#### Consigne
Réécrivez, s'il vous plaît, la partie du texte sur les détentions à Garoua qui s'ouvre sur les mots contenant "Cameroun. Les membres" et se termine par "changement de régime.", en y remplaçant "sympathisants" par "partisans".

#### Extrait cité
◇ ◇ ◇ ◇ ◇ ◇ ◇

Cameroun. Les membres de la société civile détenus arbitrairement à Garoua doivent être immédiatement libérés

Les autorités camerounaises doivent immédiatement libérer trois sympathisants de l’association Pouvoir au Peuple Camerounais (PPC) et leurs proches, arrêtés et détenus arbitrairement depuis deux semaines, et mettre un terme aux arrestations et détentions arbitraires dans le pays, a déclaré Amnesty International aujourd’hui.

Le 9 septembre, trois sympathisants du PPC, Moustapha Tizi, Mohamadou Ballo et Ibrahim Oumarou, auraient été arrêtés pour avoir porté des t-shirts portant le nom de l’organisation dans la ville de Figuil, située dans le département du Mayo-Louti dans la région du Nord. Hapsatou Issa, la sœur d’un porte-parole du PPC, a également été arrêtée le même jour. Le PPC, une organisation de jeunes fondée en août 2024, appelle à un changement de régime.

◇ ◇ ◇ ◇ ◇ ◇ ◇

#### Lignes fournies
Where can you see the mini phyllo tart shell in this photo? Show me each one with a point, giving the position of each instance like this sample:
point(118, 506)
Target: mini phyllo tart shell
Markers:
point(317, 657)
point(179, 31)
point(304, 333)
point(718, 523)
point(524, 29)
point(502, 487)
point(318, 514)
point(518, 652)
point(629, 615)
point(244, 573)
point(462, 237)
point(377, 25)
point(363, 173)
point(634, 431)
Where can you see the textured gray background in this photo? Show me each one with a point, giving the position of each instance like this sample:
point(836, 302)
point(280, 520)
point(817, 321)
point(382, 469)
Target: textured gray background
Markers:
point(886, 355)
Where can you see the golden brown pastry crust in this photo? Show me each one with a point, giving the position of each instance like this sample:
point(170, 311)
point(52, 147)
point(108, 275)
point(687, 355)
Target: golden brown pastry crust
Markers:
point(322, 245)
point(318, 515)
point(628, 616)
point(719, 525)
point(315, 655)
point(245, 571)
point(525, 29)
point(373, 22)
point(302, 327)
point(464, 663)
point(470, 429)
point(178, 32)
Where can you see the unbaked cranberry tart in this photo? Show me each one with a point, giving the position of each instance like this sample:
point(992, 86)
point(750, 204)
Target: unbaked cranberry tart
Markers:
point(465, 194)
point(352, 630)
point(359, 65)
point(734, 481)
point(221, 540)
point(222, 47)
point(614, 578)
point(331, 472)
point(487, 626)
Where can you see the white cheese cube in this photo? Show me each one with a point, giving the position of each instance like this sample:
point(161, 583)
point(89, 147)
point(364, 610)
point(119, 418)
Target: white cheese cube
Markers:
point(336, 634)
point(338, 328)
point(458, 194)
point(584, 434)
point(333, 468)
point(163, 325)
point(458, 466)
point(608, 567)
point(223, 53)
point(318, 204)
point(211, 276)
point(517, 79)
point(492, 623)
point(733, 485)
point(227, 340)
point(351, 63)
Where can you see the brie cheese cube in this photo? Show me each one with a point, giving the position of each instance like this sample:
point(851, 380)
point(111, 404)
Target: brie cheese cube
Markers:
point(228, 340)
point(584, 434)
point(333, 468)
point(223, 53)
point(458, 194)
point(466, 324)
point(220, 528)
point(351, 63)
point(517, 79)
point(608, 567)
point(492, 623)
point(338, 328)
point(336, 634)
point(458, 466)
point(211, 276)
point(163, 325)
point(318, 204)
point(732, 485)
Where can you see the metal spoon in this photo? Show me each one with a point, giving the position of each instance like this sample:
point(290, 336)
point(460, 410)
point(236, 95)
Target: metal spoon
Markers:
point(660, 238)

◇ ◇ ◇ ◇ ◇ ◇ ◇

#### Corrigé complet
Cameroun. Les membres de la société civile détenus arbitrairement à Garoua doivent être immédiatement libérés

Les autorités camerounaises doivent immédiatement libérer trois partisans de l’association Pouvoir au Peuple Camerounais (PPC) et leurs proches, arrêtés et détenus arbitrairement depuis deux semaines, et mettre un terme aux arrestations et détentions arbitraires dans le pays, a déclaré Amnesty International aujourd’hui.

Le 9 septembre, trois partisans du PPC, Moustapha Tizi, Mohamadou Ballo et Ibrahim Oumarou, auraient été arrêtés pour avoir porté des t-shirts portant le nom de l’organisation dans la ville de Figuil, située dans le département du Mayo-Louti dans la région du Nord. Hapsatou Issa, la sœur d’un porte-parole du PPC, a également été arrêtée le même jour. Le PPC, une organisation de jeunes fondée en août 2024, appelle à un changement de régime.